== TASK GOAL ==
In the data below, copy everything verbatim from the line containing "as [[91, 15]]." down to the line containing "[[51, 104]]", including both of those lines, and omit any pictures.

== GIVEN DATA ==

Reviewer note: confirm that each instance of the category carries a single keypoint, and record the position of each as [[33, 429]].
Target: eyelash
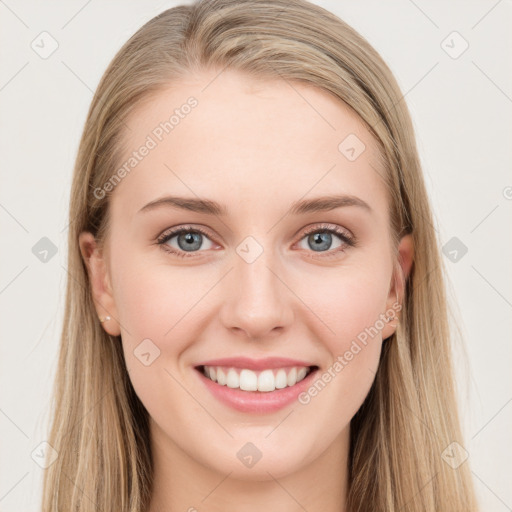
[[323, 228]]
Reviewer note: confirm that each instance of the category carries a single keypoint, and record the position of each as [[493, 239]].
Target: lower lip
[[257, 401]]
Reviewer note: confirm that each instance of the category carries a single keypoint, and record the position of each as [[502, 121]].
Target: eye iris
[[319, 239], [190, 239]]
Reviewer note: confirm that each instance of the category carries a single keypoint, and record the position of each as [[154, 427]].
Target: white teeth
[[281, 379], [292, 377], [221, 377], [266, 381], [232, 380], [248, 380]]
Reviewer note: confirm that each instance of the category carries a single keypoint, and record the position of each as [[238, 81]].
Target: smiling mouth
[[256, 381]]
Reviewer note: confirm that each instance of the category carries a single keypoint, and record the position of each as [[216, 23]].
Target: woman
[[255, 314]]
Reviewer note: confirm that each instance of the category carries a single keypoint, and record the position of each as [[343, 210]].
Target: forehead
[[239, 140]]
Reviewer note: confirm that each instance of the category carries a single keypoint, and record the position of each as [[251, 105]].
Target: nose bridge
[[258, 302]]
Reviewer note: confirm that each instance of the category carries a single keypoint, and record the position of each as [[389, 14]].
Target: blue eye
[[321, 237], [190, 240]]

* * *

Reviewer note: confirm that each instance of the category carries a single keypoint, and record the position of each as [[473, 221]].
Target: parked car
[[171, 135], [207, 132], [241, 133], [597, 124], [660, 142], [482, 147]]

---

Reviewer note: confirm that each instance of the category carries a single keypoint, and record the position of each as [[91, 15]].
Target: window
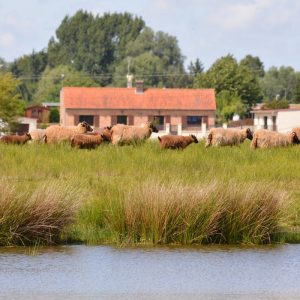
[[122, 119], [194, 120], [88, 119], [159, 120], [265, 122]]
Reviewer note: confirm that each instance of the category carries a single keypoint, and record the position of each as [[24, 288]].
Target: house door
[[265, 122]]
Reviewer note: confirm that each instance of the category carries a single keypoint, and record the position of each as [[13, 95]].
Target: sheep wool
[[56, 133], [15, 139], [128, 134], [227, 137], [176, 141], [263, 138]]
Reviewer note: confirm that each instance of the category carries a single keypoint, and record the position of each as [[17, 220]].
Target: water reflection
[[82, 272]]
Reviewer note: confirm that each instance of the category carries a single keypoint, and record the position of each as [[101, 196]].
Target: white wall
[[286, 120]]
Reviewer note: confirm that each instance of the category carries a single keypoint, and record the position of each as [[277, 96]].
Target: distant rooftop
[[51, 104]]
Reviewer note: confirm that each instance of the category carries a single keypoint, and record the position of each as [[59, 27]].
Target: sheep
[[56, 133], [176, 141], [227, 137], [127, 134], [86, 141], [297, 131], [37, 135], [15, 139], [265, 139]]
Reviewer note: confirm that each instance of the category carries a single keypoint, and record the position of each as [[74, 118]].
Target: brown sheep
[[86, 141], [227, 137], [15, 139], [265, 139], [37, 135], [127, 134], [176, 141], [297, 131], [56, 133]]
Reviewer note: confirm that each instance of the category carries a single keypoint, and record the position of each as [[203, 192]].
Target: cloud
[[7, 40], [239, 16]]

== TASK OUTPUT ==
Reviewer note: confirm that each instance of the category carries a single keypoint, and record the position of each as [[91, 15]].
Target: window
[[122, 119], [194, 120], [88, 119], [159, 120], [265, 122]]
Reviewer note: confirm that each instance of the category carries a single keypoint, and record the position of each as [[24, 288]].
Target: house door
[[265, 122]]
Reviewer note: confirm that each instance of the category carries a single keypoint, and record the position of each as [[13, 95]].
Target: sheep wool
[[56, 133], [15, 139], [128, 134], [227, 137], [176, 141], [263, 138]]
Reviewer note: confirm that each instance of the category carries a single keypoint, and record the position of each as [[17, 220]].
Target: water reflection
[[82, 272]]
Reviewer note: confirm that each instance of the category carries a single keypoint, and record the position of each as [[101, 196]].
Target: white wall
[[286, 120]]
Reviewer note: confirm that each instance of the category carries a single keypoint, and record the position of each as [[277, 96]].
Target: distant rooftop
[[51, 104]]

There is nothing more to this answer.